Without omission or alteration, write out all of the data.

### [Dataset records]
□ □ □ □ □ □ □

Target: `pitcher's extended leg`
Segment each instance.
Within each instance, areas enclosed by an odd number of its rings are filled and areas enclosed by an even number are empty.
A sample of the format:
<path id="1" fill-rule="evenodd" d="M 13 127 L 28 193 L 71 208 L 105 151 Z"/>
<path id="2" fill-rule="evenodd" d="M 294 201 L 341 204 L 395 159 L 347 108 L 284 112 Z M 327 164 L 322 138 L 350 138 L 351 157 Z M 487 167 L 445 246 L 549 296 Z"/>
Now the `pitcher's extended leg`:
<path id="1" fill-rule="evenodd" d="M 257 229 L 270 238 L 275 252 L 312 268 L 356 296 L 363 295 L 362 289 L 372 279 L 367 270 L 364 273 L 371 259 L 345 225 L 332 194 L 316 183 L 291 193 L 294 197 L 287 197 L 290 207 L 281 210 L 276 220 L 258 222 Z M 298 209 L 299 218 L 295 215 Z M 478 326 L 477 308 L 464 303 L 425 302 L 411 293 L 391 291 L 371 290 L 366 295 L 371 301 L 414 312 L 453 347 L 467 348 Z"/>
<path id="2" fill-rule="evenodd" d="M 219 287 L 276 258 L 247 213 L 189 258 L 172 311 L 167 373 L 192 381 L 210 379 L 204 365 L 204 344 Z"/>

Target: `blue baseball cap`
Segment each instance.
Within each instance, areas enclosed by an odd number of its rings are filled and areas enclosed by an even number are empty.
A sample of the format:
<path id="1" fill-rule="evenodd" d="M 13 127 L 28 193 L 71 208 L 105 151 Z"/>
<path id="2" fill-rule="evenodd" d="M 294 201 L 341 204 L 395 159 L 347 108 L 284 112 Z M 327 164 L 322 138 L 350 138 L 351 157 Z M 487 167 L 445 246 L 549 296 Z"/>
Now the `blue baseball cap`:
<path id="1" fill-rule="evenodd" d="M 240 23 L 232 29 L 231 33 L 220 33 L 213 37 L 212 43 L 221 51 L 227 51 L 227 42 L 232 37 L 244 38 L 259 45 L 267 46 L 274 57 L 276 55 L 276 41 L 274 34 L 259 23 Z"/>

□ □ □ □ □ □ □

### [Solution to the problem]
Target: `pitcher's extended leg`
Segment each instance.
Within each instance, areas enclosed by an odd number of its rings are filled and areas enclosed by an even number are empty.
A sample of the format:
<path id="1" fill-rule="evenodd" d="M 13 127 L 28 193 L 71 208 L 105 151 Z"/>
<path id="2" fill-rule="evenodd" d="M 294 201 L 341 204 L 395 159 L 347 108 L 284 112 Z M 327 164 L 322 138 L 350 138 L 351 157 Z M 487 167 L 445 246 L 549 296 Z"/>
Now the `pitcher's extended leg`:
<path id="1" fill-rule="evenodd" d="M 257 229 L 270 238 L 275 252 L 312 268 L 356 296 L 363 295 L 362 289 L 372 279 L 367 270 L 364 273 L 371 259 L 345 225 L 332 194 L 316 183 L 291 193 L 294 197 L 287 197 L 290 207 L 281 210 L 276 220 L 258 222 Z M 298 209 L 299 218 L 295 215 Z M 478 326 L 477 308 L 464 303 L 425 302 L 411 293 L 391 291 L 371 290 L 366 295 L 371 301 L 414 312 L 453 347 L 467 348 Z"/>
<path id="2" fill-rule="evenodd" d="M 219 287 L 276 258 L 247 213 L 189 258 L 172 311 L 167 373 L 192 381 L 210 379 L 204 365 L 204 344 Z"/>

Target: `blue baseball cap`
Segment each instance.
Within each instance, areas enclosed by an odd number of its rings are filled and areas enclosed by an even number are empty.
A sample of the format:
<path id="1" fill-rule="evenodd" d="M 13 127 L 28 193 L 71 208 L 105 151 Z"/>
<path id="2" fill-rule="evenodd" d="M 294 201 L 341 204 L 395 159 L 347 108 L 284 112 Z M 327 164 L 322 138 L 350 138 L 351 157 Z M 487 167 L 445 246 L 549 296 Z"/>
Now the `blue baseball cap`:
<path id="1" fill-rule="evenodd" d="M 240 23 L 232 29 L 231 33 L 220 33 L 213 37 L 212 43 L 221 51 L 227 51 L 227 42 L 232 37 L 244 38 L 259 45 L 267 46 L 274 57 L 276 55 L 276 41 L 274 34 L 259 23 Z"/>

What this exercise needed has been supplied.